REQUIRED WORK> Continue the tract on Church and State, picking up right after its final sentence.

* BEGIN EXCERPT PROVIDED *

Tracts for the Times


CHURCH AND STATE.

[Number 59]


WE are very naturally jealous of the attempts that are making to disunite, as it is called, Church and State; which in fact means neither more nor less, in the mouths of those who clamour for it, than a general confiscation of Church property, and a repeal of the few remaining laws which make the true Church the Church of England.

This is what Dissenters mean by disuniting Church and State; and we are all naturally anxious to avert a step at once so unjust towards men and sacrilegious towards GOD.

Let us not imagine, however, that every one who apparently joins with us in this anxiety must necessarily have the welfare of the Church at heart. Many people seem to join us at this crisis, and protest loudly in favour of the Union of Church and State, who nevertheless mean by this, something very different from what Dissenters mean, and from what we mean when we are opposing Dissenters. The "Union of Church and State," which many persons so call, and are so anxious to preserve, is in some points almost as great an evil, as it is confessedly, in other points, a good: and there are almost as many persons who support it for its bad points, as there are who hate it for its good.

* END EXCERPT PROVIDED *
* BEGIN PROVIDED DATA *

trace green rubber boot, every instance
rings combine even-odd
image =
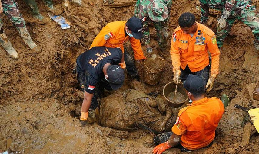
[[[224,107],[226,108],[228,106],[229,103],[229,98],[228,96],[226,94],[223,94],[220,98],[220,100],[224,104]]]
[[[32,15],[33,18],[42,21],[44,18],[40,13],[39,8],[35,0],[25,0],[25,2],[30,7]]]

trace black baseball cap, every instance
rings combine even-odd
[[[123,84],[124,71],[118,65],[110,65],[107,69],[108,79],[113,89],[116,90],[121,87]]]
[[[129,29],[132,31],[134,38],[136,39],[141,39],[142,38],[141,31],[143,27],[143,23],[140,19],[133,17],[130,18],[127,22],[127,26]]]
[[[190,74],[184,82],[184,87],[192,94],[197,94],[204,92],[205,85],[201,78],[198,75]]]

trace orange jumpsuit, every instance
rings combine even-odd
[[[141,45],[139,40],[133,37],[125,36],[125,24],[126,21],[114,21],[109,23],[105,26],[95,37],[90,49],[94,47],[105,46],[107,47],[120,47],[124,53],[123,43],[129,40],[133,49],[134,57],[136,60],[145,59]]]
[[[171,43],[170,54],[173,71],[183,70],[188,65],[194,73],[209,65],[208,51],[211,56],[211,74],[218,74],[219,50],[214,33],[205,26],[196,22],[198,28],[192,37],[184,34],[180,27],[174,32]]]
[[[206,146],[215,138],[215,130],[224,110],[222,102],[216,97],[193,101],[179,111],[172,131],[182,135],[180,143],[188,150]]]

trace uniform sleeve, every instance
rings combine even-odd
[[[209,8],[203,0],[200,0],[201,5],[201,22],[202,24],[206,23],[209,18]]]
[[[180,62],[180,51],[178,48],[179,39],[176,36],[176,34],[174,33],[171,41],[171,48],[170,54],[172,59],[172,63],[174,68],[173,72],[177,69],[180,69],[181,63]]]
[[[105,26],[95,37],[89,49],[94,47],[104,46],[106,40],[112,38],[114,36],[111,29],[107,26]]]
[[[209,51],[211,56],[211,74],[218,74],[219,55],[220,52],[217,44],[216,36],[214,35],[209,40],[207,44]]]
[[[146,58],[141,49],[141,45],[139,40],[136,39],[133,37],[130,37],[129,39],[134,52],[135,60],[140,60],[145,59]]]
[[[182,135],[186,132],[186,127],[180,116],[177,117],[176,122],[172,128],[172,131],[177,135]]]
[[[145,20],[143,21],[143,28],[142,28],[142,39],[144,41],[145,45],[150,44],[150,38],[149,37],[150,32],[148,24],[148,20],[147,17],[144,17],[144,19]]]

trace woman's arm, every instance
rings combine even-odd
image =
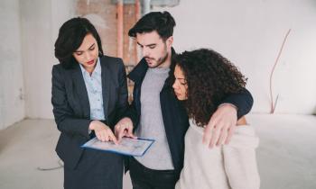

* END PROVIDED DATA *

RESPONSE>
To make this plain, I shall endeavour to explain what it is that the Union of Church and State consists in, as now enforced by the law of the land.

It consists in two things, STATE PROTECTION and STATE INTERFERENCE; the former of which, Dissenters wish to overthrow; and the latter of which, governments, of whatever kind, are very anxious to retain: while Churchmen have hitherto been contented to accept both conjointly, without perhaps very exactly calculating how little they gain on the one hand, and how much they sacrifice on the other. This subject is indeed one which, from the confidence hitherto placed by us in the integrity of government, has, perhaps, been much less investigated than any other of equal importance. But recent changes in the constitution have now so entirely altered the mutual relations of the Church and the Legislature, that what has in past times been a becoming, though perhaps misplaced, reliance on authority, would at present be a disgraceful negligence about our most sacred interests. In the following pages, then, it will be my object to consider the gains and losses which we accept jointly, in the Union of Church and State, arranging them under the above-mentioned heads: STATE PROTECTION and STATE INTERFERENCE.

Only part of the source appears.